PROBLEM STATEMENT
Quote the passage of the Tetsuo review below that begins at the words "Crouched in a" and stops after "Man has begun.".

TEXT FOR ANALYSIS
Crouched in a nest of rusting wire and scrap metal, a man grits his teeth. Taking hold of a rusting knife, he cuts a deep gouge into his tensed thigh. Blood spills out, the torn fat and muscle catching on the blunt metal edge. Dropping the blade, the man picks up a ribbed metal tube, dragging it across his pure white teeth and down to his lacerated thigh. Within moments the pipe is forcefully pushed into the bleeding wound and the gouge sealed with a tattered bandage. Tetsuo: The Iron Man has begun.
Rising up and out of the Japanese underground, Shinya Tsukamoto's debut film Tetsuo: The Iron Man revitalised a dwindling period of creativity within the Japanese film industry. This low budget monochrome nightmare was - and perhaps still remains - unlike anything seen before. Tetsuo is not so much a film but more of a cinematic assault of visceral images contained within a fragmented narrative, its frantic pace all cut to a pounding industrial soundtrack. Tsukamoto's melting pot of revenge, transformation and desire took the imagery of horror, science fiction and pornography and mutated them into a metal fetishists wet dream. At its most basic, Tetsuo is simply the rage fuelled transformation of a nobody into a biomechanical being, who then fucks his wife - to death - with his newly acquired, high powered penis drill and then sets about destroying another equally revenge fuelled biomechanical being. As a film it has to be seen to be believed. As a template for all of Tsukamoto's subsequent films, Tetsuo has it all: stark monochromatic images nervously shaking through hand-held camera work, lingering close ups of metal, streams of pouring blood, exaggerated bullet wounds and sweat dappled skin.

RAW DATA
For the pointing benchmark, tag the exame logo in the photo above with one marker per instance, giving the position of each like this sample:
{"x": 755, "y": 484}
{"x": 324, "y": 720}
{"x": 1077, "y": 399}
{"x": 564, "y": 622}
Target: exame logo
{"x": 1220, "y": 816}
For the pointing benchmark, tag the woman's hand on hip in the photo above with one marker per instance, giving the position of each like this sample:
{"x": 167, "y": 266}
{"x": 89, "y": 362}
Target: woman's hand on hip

* * *

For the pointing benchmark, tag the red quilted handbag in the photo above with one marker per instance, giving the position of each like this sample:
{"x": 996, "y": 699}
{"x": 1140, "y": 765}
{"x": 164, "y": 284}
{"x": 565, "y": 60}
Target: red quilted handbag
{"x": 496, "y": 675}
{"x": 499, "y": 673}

SOLUTION TO THE PROBLEM
Crouched in a nest of rusting wire and scrap metal, a man grits his teeth. Taking hold of a rusting knife, he cuts a deep gouge into his tensed thigh. Blood spills out, the torn fat and muscle catching on the blunt metal edge. Dropping the blade, the man picks up a ribbed metal tube, dragging it across his pure white teeth and down to his lacerated thigh. Within moments the pipe is forcefully pushed into the bleeding wound and the gouge sealed with a tattered bandage. Tetsuo: The Iron Man has begun.